• Prompt: Swap "Annotate" for "Label" throughout the listing below, keeping everything else unchanged, and omit the pictures from your answer.
◇ ◇ ◇ ◇
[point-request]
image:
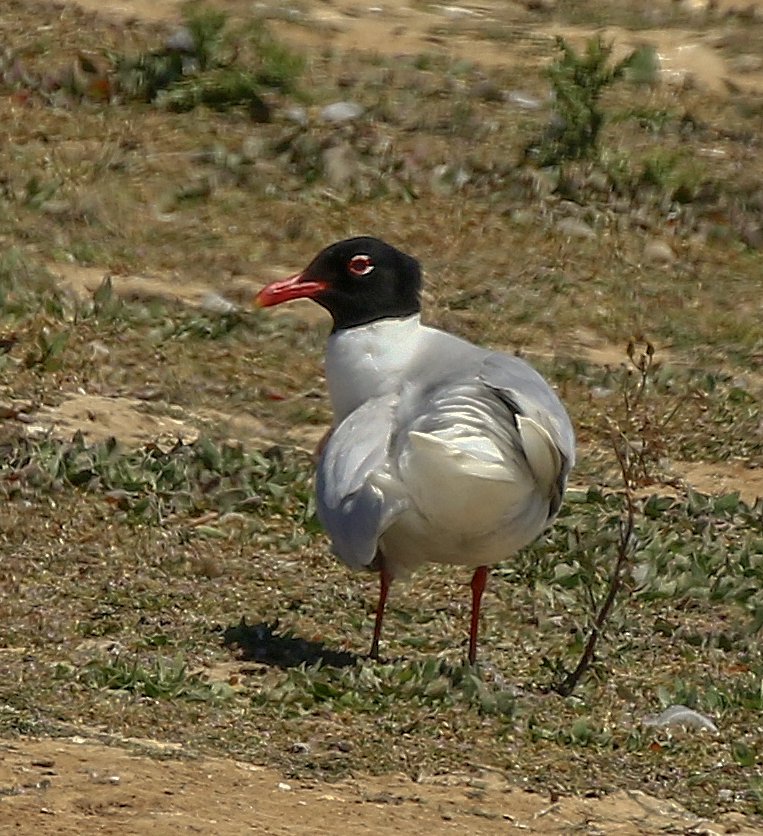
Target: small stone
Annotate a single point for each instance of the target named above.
(487, 91)
(523, 100)
(575, 228)
(296, 114)
(340, 165)
(599, 182)
(747, 63)
(752, 235)
(342, 112)
(657, 251)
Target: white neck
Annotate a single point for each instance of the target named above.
(369, 360)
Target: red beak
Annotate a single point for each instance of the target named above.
(295, 287)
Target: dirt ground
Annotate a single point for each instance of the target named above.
(77, 786)
(88, 782)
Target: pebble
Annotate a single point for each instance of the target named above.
(296, 114)
(342, 112)
(747, 63)
(523, 100)
(657, 251)
(752, 235)
(574, 228)
(340, 165)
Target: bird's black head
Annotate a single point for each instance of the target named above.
(358, 281)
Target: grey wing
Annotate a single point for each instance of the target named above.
(356, 496)
(542, 420)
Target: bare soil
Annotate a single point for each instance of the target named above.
(75, 786)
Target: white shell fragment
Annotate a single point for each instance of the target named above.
(680, 715)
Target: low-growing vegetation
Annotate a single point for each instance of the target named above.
(177, 586)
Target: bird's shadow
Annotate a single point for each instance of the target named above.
(261, 643)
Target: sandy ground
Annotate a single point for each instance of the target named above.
(92, 783)
(74, 786)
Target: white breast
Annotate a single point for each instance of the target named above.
(369, 361)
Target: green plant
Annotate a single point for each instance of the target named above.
(578, 81)
(162, 679)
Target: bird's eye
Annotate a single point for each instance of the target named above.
(360, 265)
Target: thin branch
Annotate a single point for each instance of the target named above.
(568, 684)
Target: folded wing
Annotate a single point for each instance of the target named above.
(357, 498)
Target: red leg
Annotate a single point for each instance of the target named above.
(385, 580)
(479, 579)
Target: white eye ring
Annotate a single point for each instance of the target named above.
(360, 265)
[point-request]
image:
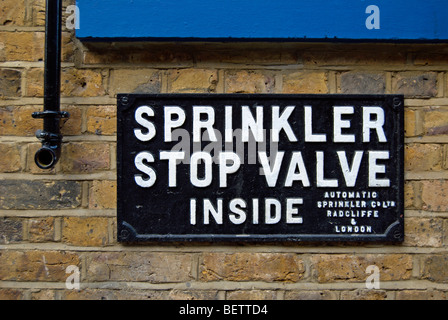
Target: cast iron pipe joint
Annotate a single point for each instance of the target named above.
(48, 155)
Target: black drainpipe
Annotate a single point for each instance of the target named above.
(48, 155)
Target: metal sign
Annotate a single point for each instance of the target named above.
(260, 167)
(230, 20)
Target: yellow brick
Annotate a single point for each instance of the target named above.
(192, 81)
(82, 83)
(102, 120)
(10, 157)
(22, 46)
(12, 13)
(423, 157)
(85, 157)
(85, 231)
(305, 82)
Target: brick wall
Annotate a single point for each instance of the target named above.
(50, 220)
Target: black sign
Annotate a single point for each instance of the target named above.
(260, 167)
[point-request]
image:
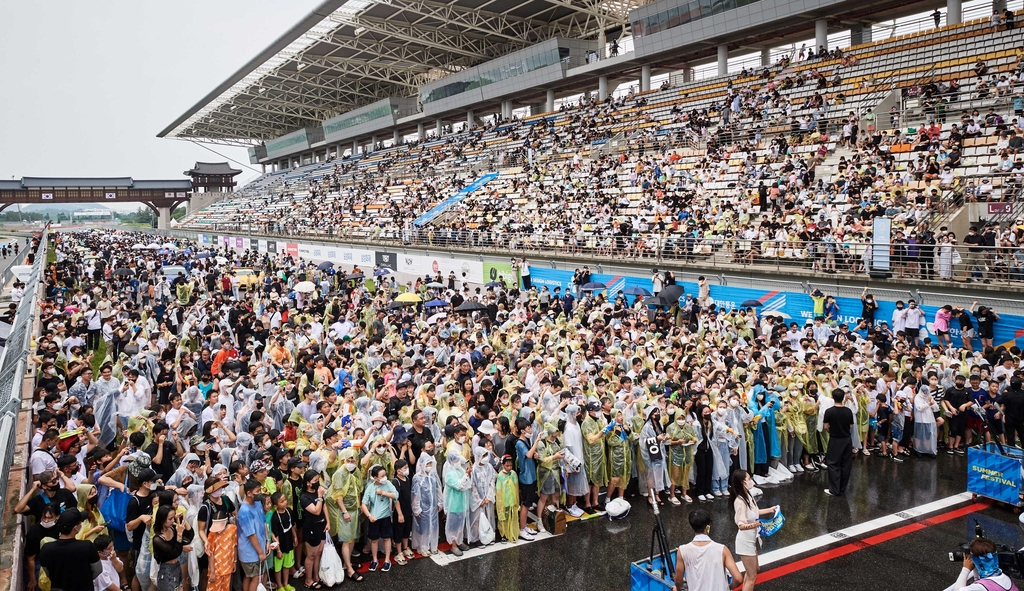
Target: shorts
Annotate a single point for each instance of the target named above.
(251, 570)
(287, 560)
(527, 495)
(380, 530)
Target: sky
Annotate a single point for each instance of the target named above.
(88, 85)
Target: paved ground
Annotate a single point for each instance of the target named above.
(854, 543)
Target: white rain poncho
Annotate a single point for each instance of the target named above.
(427, 502)
(483, 490)
(576, 484)
(457, 498)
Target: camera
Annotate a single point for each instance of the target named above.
(1011, 561)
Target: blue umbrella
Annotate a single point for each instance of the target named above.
(637, 291)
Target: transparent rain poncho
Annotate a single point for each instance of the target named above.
(427, 502)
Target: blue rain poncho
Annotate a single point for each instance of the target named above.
(457, 498)
(766, 421)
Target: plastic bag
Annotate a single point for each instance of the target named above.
(486, 532)
(771, 524)
(332, 571)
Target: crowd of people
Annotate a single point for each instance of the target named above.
(196, 433)
(749, 193)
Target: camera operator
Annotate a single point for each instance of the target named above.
(982, 564)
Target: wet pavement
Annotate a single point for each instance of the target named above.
(596, 553)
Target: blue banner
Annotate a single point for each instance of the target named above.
(993, 476)
(798, 306)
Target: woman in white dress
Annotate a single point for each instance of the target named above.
(748, 518)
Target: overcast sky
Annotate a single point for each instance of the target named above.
(88, 85)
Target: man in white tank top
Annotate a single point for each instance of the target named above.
(702, 562)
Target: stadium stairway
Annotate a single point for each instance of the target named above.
(444, 205)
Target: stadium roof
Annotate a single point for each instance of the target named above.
(347, 53)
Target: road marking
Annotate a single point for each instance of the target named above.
(783, 554)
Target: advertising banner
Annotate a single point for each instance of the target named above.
(993, 475)
(500, 271)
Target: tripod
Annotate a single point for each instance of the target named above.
(658, 537)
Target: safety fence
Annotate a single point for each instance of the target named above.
(947, 262)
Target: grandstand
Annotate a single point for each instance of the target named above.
(764, 164)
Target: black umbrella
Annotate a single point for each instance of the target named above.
(470, 306)
(672, 292)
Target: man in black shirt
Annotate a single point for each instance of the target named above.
(956, 403)
(839, 457)
(46, 528)
(1013, 411)
(139, 511)
(53, 489)
(71, 564)
(162, 452)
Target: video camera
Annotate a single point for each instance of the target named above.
(1011, 561)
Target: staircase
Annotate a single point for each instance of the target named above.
(444, 205)
(828, 168)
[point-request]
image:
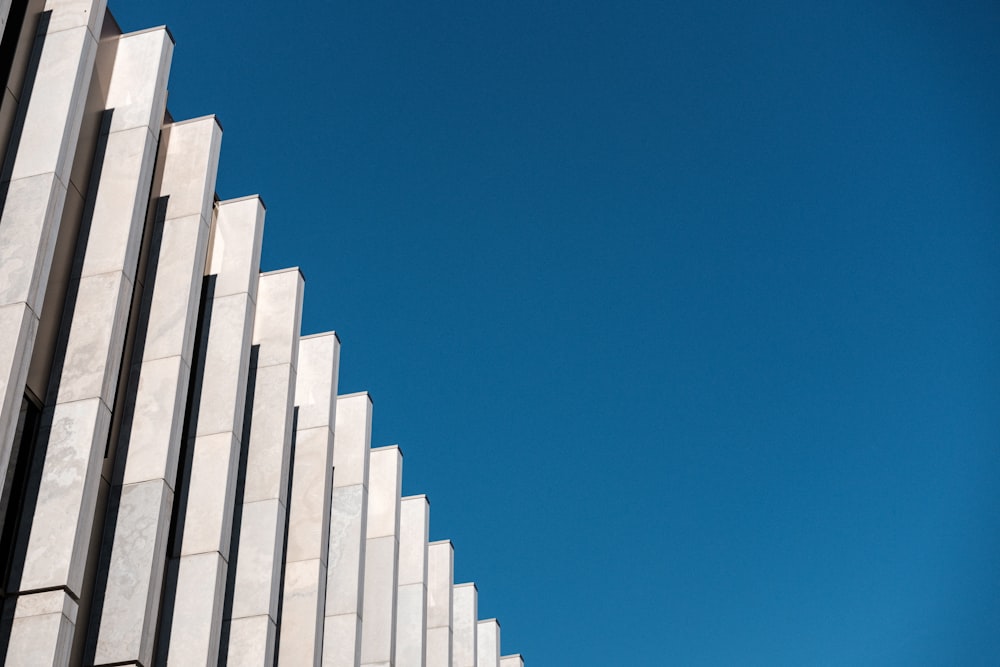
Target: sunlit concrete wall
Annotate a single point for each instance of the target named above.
(180, 483)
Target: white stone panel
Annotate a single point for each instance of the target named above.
(465, 612)
(378, 627)
(42, 629)
(411, 628)
(64, 510)
(346, 554)
(128, 611)
(249, 639)
(440, 575)
(153, 417)
(411, 603)
(258, 566)
(301, 641)
(488, 643)
(309, 501)
(342, 641)
(195, 634)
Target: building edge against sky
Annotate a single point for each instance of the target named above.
(181, 483)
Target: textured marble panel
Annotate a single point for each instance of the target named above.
(72, 13)
(132, 593)
(268, 455)
(251, 642)
(316, 381)
(190, 160)
(345, 571)
(31, 209)
(465, 612)
(18, 326)
(119, 203)
(176, 290)
(488, 643)
(352, 440)
(309, 509)
(439, 647)
(411, 626)
(42, 630)
(259, 564)
(342, 640)
(279, 310)
(194, 636)
(137, 90)
(385, 477)
(414, 526)
(227, 359)
(209, 518)
(440, 575)
(54, 112)
(155, 419)
(302, 615)
(96, 336)
(235, 245)
(57, 545)
(378, 627)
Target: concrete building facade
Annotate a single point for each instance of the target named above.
(180, 483)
◇ ◇ ◇ ◇
• In response:
[point-request]
image:
Target: small stone
Label a single point for each instance of the target named above.
(487, 91)
(523, 100)
(575, 228)
(296, 114)
(340, 165)
(599, 182)
(747, 63)
(752, 235)
(342, 112)
(657, 251)
Target: white neck
Label a single point for each instance of the target named above.
(369, 360)
Target: red beak
Label a single point for each instance of the target named above.
(295, 287)
Target: dirt ground
Label a single point for each instance of the target named above.
(77, 786)
(88, 782)
Target: pebble
Label a single point for each instance of the target named above.
(296, 114)
(342, 112)
(747, 63)
(523, 100)
(657, 251)
(752, 235)
(574, 228)
(340, 165)
Target: bird's black head
Label a single point for each instance of the target named above.
(358, 281)
Target: grey wing
Label a single point for each instance of the target named above.
(356, 496)
(542, 420)
Target: bare soil
Label a single point for each instance of the target named above.
(75, 786)
Target: white shell fragment
Label a single point for each instance of the target named above.
(680, 715)
Target: low-growing vegetation
Label a single point for each instance of the target named above.
(177, 586)
Target: bird's shadow
Label a single point for each instance of the target named above.
(261, 643)
Target: sandy ground
Label a single point for each instance of the target named above.
(92, 783)
(74, 786)
Target: white breast
Label a single point for each instance of the target named above.
(369, 361)
Target: green plant
Label a single point for each instance of the target named above.
(578, 81)
(162, 679)
Target: bird's eye
Label a single point for each instance of the target named above.
(360, 265)
Target: thin branch
Label a single point for each instance of the target named above.
(568, 684)
Target: folded wing
Label a single point for each instance of the target named above.
(357, 498)
Target: red leg
Label a single point for each instance of the target named above.
(385, 580)
(479, 579)
Target: white eye ring
Label a single point for each instance of the target named above.
(360, 265)
[point-request]
image:
Target: cast iron pipe joint
Label a single point for each instance of the target named above.
(48, 155)
Target: black drainpipe
Label a single point for each instance of the target named above.
(48, 155)
Target: metal sign
Label a single point for each instance of the target named above.
(260, 167)
(230, 20)
Target: yellow brick
Label a single point for each instance of the target named above.
(192, 81)
(82, 83)
(102, 120)
(10, 157)
(22, 46)
(12, 13)
(423, 157)
(85, 157)
(85, 231)
(305, 82)
Target: brick wall
Label a single point for each instance of the target named above.
(50, 220)
Target: black sign
Label a single point for each instance of the target named above.
(260, 167)
[point-request]
image:
Target: shorts
Label a single point for each instance of the target named above.
(251, 570)
(287, 560)
(527, 495)
(380, 530)
Target: sky
Label a single point for each instance of the target named above.
(88, 85)
Target: paved ground
Label a single point for each instance of the target named above.
(854, 543)
Target: white rain poncho
Label a single point for each instance of the target named above.
(427, 502)
(483, 490)
(576, 484)
(457, 498)
Target: camera
Label a single point for each instance of the target named above.
(1011, 561)
Target: blue umbrella
Label a single point for each instance of the target named above.
(637, 291)
Target: transparent rain poncho
Label a single point for each instance of the target named above.
(427, 502)
Target: blue rain poncho
Label a single point for each instance of the target named above.
(457, 498)
(766, 421)
Target: plastic bag
Label a single point for each instance of the target named above.
(486, 532)
(771, 524)
(332, 571)
Target: crowd of people
Label a single point for each instance of the target named above.
(196, 433)
(749, 193)
Target: camera operator
Label a single point for each instance of the target named above.
(982, 564)
Target: wet pavement
Label a single point for each instance of the target named above.
(596, 553)
Target: blue banner
Label a single point for each instance of the target named above.
(993, 476)
(798, 306)
Target: woman in white dress
Label a single point for each instance of the target named above.
(748, 518)
Target: overcast sky
Label a single point for each instance of the target named above.
(88, 85)
Target: man in white tank top
Label a single point for each instance of the target named above.
(702, 562)
Target: stadium stairway
Label a single point for each instance of the target named above.
(444, 205)
Target: stadium roof
Label a single point for each instance of the target named above.
(347, 53)
Target: road marking
Label a single point for each instance of the target named above.
(783, 554)
Target: advertising banner
Label a single point for each instance of the target named above.
(993, 475)
(500, 271)
Target: tripod
Label a single point for each instance of the target named above.
(658, 537)
Target: safety fence
Label a single point for each instance of the target named above.
(947, 262)
Target: grandstand
Label a single point for each instance of the target named above.
(764, 164)
Target: black umbrella
Label a single point for each instance of the target named above.
(470, 306)
(672, 292)
Target: man in black shirt
Label a single point for each instance of the target named above.
(956, 403)
(839, 457)
(46, 528)
(1013, 411)
(139, 511)
(53, 489)
(71, 564)
(162, 452)
Target: video camera
Label a single point for each instance of the target named above.
(1011, 561)
Target: staircase
Label a single point for each instance of the target named above.
(444, 205)
(828, 168)
[point-request]
image:
Target: sunlit concrete wall
Label a single point for each instance of the target named above.
(180, 483)
Target: white stone panel
Label a single point for each instance of the target named above.
(465, 612)
(378, 627)
(42, 629)
(411, 628)
(64, 510)
(346, 554)
(128, 611)
(249, 639)
(440, 575)
(153, 417)
(411, 603)
(258, 566)
(301, 641)
(488, 643)
(309, 501)
(342, 641)
(195, 634)
Target: building edge against sky
Label a single point for each instance of the target named above.
(181, 483)
Target: textured marble panel
Label a single point for each instance of the target named above.
(72, 13)
(132, 593)
(268, 455)
(251, 642)
(316, 381)
(190, 160)
(345, 571)
(31, 209)
(465, 612)
(18, 326)
(119, 203)
(176, 290)
(488, 643)
(352, 440)
(309, 509)
(439, 647)
(411, 626)
(42, 630)
(259, 564)
(342, 640)
(279, 310)
(194, 636)
(137, 90)
(385, 477)
(414, 526)
(227, 359)
(209, 518)
(440, 575)
(54, 112)
(155, 419)
(302, 615)
(96, 336)
(235, 245)
(57, 545)
(378, 627)
Target: concrete building facade
Label a single point for each instance of the target named above.
(180, 483)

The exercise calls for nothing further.